__Passage given__
- - -

We run two-sided (buyer,seller) trading markets where subjects can buy/sell identical goods (one per trading period). We vary the information content subjects receive about bids, asks, realized prices.

Intervention Start Date
2016-10-16
Intervention End Date
2016-11-17

Primary Outcomes

Primary Outcomes (end points)
The outputs are:
* explain individual bid adjustments
* explain which information is relevant
* explain asymmetries between buyers and sellers
Primary Outcomes (explanation)
N/A

Secondary Outcomes

Secondary Outcomes (end points)
N/A
Secondary Outcomes (explanation)
N/A

Experimental Design

Experimental Design
Our experiments are conducted on \emph{Scienceexperiment Online} `SciOn' at \texttt{scienceexperiment.online} (please see \texttt{scienceexperiment.online/demo} for a demo). SciOn is our own new real-time trading platform designed to handle multiple large real-time trading experiments in parallel. We developed it from scratch during 2016 using the programming language PHP. Simultaneous real-time play requires instantaneous synchronization, which we ensure via a WebSocket computer communication protocol (instead of the standard HTTP protocol).

- - -

__Dataset content__
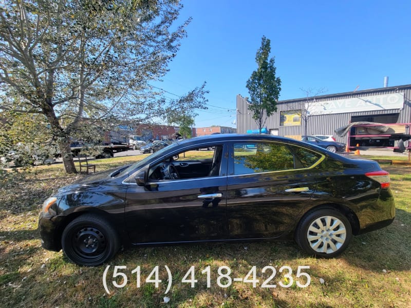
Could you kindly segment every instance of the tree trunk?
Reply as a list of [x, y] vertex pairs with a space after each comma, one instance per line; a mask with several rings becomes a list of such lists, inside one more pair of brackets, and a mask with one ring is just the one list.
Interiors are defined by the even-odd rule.
[[77, 173], [74, 165], [73, 155], [70, 148], [70, 139], [67, 138], [64, 139], [65, 139], [65, 141], [62, 140], [58, 143], [61, 158], [63, 159], [63, 164], [64, 165], [64, 170], [68, 174]]
[[55, 139], [59, 145], [63, 164], [64, 165], [64, 169], [68, 174], [77, 173], [74, 165], [71, 150], [70, 148], [70, 136], [60, 125], [54, 110], [50, 107], [50, 104], [43, 104], [43, 113], [48, 120], [53, 137]]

- - -

__Set problem__
Copy the trading-market study description between "Secondary Outcomes (end" and "standard HTTP protocol).", inclusive. None of the items are needed here.

__Response to this task__
Secondary Outcomes (end points)
N/A
Secondary Outcomes (explanation)
N/A

Experimental Design

Experimental Design
Our experiments are conducted on \emph{Scienceexperiment Online} `SciOn' at \texttt{scienceexperiment.online} (please see \texttt{scienceexperiment.online/demo} for a demo). SciOn is our own new real-time trading platform designed to handle multiple large real-time trading experiments in parallel. We developed it from scratch during 2016 using the programming language PHP. Simultaneous real-time play requires instantaneous synchronization, which we ensure via a WebSocket computer communication protocol (instead of the standard HTTP protocol).